> **Reading text**:
+--
Line 59 in image-harvester.py reads as follows:

59: from sgmllib import SGMLParser
60: import urllib
70: from urlparse import urlparse, urljoin
71: import re
72: import os# Usage: python image-harvester.py <url-to-harvest>


Can anyone tell me what is wrong with this script and why it will not run?
It does not like the command "from", is there such a command in python?
Does this mean that python has the "import" command but not the "from"
command or do we not know this yet as it hangs right away when it hits the
very first word of the script, "from"? Maybe this is not a Linux script or
something? I wonder why it needs the x-server anyway, I tried running it
from an ssh term window and it had a fit about no x-server so now I am
doing this in a gnome term window. This looked so cool too. :(

Please be patient with me, I do not know python at all, I just want for
this script to work and if I see enough working examples of python, I may
just take up study on it, but for right now, I do not know the language.
Total newbie.

Thanks.

Your linux shell thinks it is running a shell script (from is not a
valid command in bash).

To execute this script with the python interpreter type (from a shell
prompt):

python image-harvester.py http://some.url.whatever/images_page

Read the comments at the beginning of the script and you will discover
all sorts of important usage information.
+--
Natural-language region descriptions:
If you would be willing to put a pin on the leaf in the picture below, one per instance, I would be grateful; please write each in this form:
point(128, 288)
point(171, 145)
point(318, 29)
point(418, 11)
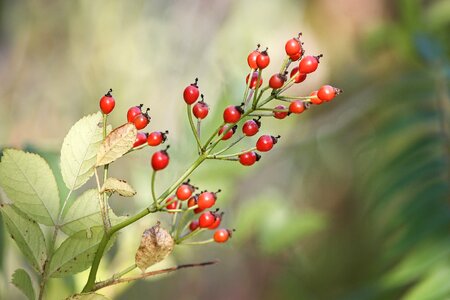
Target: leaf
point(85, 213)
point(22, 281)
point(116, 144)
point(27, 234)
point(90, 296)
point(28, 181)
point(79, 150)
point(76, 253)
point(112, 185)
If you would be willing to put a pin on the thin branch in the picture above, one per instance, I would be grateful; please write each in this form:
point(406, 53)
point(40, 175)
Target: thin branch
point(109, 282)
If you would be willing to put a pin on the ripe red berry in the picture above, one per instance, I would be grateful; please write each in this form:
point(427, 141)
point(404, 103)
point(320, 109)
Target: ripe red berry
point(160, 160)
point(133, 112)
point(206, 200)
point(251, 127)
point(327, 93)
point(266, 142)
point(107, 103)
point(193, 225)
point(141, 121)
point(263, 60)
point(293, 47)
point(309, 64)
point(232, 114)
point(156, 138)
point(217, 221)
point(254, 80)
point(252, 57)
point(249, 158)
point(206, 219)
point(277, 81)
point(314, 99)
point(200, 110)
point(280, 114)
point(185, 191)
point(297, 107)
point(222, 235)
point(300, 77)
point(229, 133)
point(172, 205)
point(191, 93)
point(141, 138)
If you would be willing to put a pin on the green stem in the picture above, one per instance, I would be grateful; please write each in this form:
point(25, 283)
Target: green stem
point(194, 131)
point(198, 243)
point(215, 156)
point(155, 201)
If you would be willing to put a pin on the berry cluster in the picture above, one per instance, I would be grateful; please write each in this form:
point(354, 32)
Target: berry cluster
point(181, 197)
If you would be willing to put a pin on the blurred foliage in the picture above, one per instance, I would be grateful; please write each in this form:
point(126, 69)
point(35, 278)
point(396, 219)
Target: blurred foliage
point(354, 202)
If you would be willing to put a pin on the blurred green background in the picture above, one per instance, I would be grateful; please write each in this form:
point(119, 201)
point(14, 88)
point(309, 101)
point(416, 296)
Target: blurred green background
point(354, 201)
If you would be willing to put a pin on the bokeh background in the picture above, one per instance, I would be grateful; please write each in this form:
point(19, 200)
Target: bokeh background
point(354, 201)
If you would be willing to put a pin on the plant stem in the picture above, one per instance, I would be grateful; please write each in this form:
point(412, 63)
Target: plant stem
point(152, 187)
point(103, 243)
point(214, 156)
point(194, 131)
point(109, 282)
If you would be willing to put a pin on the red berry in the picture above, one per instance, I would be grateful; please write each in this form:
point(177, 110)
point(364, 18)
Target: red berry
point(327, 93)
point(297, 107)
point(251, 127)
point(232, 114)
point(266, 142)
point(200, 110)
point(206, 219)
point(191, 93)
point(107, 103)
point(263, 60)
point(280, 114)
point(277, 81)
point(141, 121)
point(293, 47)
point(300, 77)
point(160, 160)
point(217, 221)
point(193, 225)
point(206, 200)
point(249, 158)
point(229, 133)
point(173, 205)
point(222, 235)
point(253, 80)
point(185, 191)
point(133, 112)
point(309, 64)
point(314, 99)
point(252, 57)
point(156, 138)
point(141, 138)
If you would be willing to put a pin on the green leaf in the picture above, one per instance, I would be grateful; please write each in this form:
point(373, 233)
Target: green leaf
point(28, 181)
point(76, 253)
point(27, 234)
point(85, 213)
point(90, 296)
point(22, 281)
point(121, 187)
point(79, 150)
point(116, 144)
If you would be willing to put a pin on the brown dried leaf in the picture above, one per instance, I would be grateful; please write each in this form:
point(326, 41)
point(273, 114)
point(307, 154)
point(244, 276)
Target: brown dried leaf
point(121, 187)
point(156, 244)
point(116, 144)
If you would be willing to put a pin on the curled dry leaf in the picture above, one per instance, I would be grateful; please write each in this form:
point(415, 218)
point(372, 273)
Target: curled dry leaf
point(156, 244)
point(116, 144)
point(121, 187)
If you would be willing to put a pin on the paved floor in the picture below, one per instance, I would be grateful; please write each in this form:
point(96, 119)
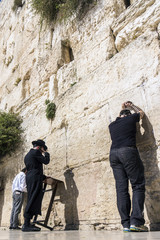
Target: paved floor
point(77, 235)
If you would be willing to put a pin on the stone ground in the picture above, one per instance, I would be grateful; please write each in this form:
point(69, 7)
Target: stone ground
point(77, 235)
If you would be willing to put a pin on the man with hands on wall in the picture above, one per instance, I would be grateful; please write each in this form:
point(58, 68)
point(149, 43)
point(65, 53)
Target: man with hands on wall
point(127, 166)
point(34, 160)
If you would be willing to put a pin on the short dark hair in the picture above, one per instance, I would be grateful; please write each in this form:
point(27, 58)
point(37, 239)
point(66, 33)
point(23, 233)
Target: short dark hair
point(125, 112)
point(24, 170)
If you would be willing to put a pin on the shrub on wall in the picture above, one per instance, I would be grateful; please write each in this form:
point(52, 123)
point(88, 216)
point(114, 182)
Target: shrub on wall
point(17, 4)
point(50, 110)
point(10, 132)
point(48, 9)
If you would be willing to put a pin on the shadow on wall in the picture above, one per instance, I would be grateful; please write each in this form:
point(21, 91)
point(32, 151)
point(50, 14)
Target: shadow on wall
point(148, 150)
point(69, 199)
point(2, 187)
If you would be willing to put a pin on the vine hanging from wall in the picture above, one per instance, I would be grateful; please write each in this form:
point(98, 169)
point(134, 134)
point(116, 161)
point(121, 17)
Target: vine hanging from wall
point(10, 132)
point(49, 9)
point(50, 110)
+--
> **Work item**:
Reproduce the forum thread from "Please be patient" up to and including "command in bash).", substituting "zsh" for "bash".

> **Response below**:
Please be patient with me, I do not know python at all, I just want for
this script to work and if I see enough working examples of python, I may
just take up study on it, but for right now, I do not know the language.
Total newbie.

Thanks.

Your linux shell thinks it is running a shell script (from is not a
valid command in zsh).